Exercise goal:
Name every actor mentioned in the theater review below, and give the character each one plays.

Extract:
......
Also very moving is Sandra Delgado, who plays his addict-girlfriend Veronica, a woman who comes with the drawbacks of the former state but who wholly embraces the latter. Delgado's big heart shines through all the fights that pepper the hefty first chunk of the play. And when Sandra Marquez, who plays a despairing wife named Victoria, takes stock of her lot and finds it wanting, you feel deeply for her trapped circumstance. But you can see the change most clearly in the performance of Gary Perez, who plays one of Jackie's relatives, a gentle man called Cousin Julio. On Broadway, the character felt mostly like comic relief. Perez imbues this man with a deep sadness, a man who spends a lot of time trying to persuade Jackie to embrace what is right and who suffers as all those who love alcoholics or addicts suffer.
Most of Guirgis' play is composed of two- or three-character scenes. In essence, we're watching two agonized, mutually dependent, up-and-down relationships: the one between Jackie and Veronica, two young people who clearly love each other but are not equipped to consistently treat each other well, and the one between the older duo of Ralph D. (Smits) and Victoria, two characters with a very tenuous grip on the middle-class, and on each other. The overt connection is this: Ralph D., who claims many years of sobriety but is otherwise no choir boy, is Jackie's sponsor.
In part, Guirgis is interested in the moral question of what such a sponsor owes the person being sponsored. Anything beyond an exhortation to stay clean?
There is a great deal else to drink in from Guirgis' drama: on this second viewing, the ever-more intolerable murder rate in Chicago kept, for some reason, popping in my head. One of Guirgis' main points here is that people are usually more than one thing: the violent can also be compassionate, the cruel can be kind. What does one do with that particular truth, especially since it flies in the face of a lot of the dualistic language of the recovery community and the law-enforcement gestalt? Through the authorial mouthpiece of Uncle Julio, Guirgis also is exploring the chasm between what many of us thing of ourselves to be and what we actually are. This is hardly the only play about self-delusion, but it strikes me as an especially acute study of the edges of that state. There are grand self-delusions and there are the small delusions in which we participate every day.
When you see two different productions — and these are different productions — of the same play, there is a danger of wanting something in the middle. So it went for me here, my admiration for these changes notwithstanding.
......
Supplied data:
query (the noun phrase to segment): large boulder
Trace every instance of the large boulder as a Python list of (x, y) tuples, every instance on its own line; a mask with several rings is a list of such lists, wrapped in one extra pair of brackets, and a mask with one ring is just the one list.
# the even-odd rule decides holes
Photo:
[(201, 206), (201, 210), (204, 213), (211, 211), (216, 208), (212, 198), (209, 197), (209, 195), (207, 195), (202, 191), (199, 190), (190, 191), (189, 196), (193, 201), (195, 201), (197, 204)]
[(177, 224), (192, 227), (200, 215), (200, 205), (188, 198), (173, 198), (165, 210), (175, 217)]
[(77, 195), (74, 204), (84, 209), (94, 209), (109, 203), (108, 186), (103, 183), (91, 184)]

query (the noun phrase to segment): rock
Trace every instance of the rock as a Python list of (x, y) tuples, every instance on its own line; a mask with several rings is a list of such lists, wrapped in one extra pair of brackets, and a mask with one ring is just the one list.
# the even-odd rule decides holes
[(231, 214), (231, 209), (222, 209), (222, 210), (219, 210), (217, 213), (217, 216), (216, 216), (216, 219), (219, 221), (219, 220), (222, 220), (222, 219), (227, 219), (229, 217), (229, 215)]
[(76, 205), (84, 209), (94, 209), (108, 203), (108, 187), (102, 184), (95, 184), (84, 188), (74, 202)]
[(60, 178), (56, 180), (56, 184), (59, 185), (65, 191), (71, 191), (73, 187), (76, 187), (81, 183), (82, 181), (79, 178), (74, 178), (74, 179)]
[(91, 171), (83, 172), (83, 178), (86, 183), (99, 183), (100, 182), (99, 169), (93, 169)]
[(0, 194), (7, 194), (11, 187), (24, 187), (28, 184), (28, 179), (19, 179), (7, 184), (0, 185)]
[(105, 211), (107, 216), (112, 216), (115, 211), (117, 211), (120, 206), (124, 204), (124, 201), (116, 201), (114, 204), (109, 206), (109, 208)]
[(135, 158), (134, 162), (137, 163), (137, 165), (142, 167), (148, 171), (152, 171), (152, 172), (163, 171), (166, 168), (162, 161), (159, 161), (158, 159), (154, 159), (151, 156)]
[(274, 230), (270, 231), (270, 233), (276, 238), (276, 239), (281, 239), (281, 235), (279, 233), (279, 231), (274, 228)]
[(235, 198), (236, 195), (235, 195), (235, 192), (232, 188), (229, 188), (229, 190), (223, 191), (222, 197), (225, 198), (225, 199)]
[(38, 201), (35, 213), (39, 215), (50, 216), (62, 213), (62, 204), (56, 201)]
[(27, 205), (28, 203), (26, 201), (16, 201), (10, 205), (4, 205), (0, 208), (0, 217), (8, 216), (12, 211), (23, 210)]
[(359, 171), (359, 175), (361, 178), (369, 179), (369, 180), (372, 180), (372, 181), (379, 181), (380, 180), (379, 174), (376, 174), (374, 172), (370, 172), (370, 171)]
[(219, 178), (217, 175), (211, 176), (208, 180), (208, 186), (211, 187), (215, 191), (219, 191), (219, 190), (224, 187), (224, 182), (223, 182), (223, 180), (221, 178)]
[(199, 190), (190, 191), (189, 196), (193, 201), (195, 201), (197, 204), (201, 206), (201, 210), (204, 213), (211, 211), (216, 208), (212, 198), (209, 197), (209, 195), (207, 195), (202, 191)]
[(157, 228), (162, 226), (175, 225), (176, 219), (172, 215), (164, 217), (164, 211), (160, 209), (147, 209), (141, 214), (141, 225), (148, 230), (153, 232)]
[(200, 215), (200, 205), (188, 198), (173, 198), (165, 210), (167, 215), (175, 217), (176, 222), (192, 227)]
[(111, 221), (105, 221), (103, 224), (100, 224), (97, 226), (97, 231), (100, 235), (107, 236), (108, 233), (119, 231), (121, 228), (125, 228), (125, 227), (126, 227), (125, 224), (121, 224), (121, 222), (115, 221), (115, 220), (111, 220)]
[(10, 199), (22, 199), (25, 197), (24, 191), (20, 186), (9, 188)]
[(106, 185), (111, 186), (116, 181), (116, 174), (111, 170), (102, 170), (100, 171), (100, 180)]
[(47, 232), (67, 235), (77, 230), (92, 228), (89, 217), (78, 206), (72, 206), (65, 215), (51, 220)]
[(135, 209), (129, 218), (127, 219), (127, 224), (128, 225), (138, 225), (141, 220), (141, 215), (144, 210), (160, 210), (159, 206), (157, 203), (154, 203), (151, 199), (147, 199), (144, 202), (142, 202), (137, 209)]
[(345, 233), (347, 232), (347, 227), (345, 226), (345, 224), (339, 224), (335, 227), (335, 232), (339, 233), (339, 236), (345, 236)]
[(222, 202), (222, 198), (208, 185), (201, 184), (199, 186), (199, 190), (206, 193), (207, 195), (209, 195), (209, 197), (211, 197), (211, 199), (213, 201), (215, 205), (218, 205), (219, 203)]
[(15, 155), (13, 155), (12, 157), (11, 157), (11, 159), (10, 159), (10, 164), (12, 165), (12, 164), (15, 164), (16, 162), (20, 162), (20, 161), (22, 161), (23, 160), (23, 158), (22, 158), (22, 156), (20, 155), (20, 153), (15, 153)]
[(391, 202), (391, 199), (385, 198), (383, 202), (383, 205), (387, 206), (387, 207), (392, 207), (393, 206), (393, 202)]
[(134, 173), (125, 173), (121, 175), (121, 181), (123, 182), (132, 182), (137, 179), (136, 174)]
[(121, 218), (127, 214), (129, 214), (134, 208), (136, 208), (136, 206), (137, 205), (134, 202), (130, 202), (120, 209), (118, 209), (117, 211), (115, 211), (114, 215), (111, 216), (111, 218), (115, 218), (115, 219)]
......
Exercise response:
- Sandra Delgado plays Veronica.
- Sandra Marquez plays Victoria.
- Gary Perez plays Cousin Julio.
- Smits plays Ralph D.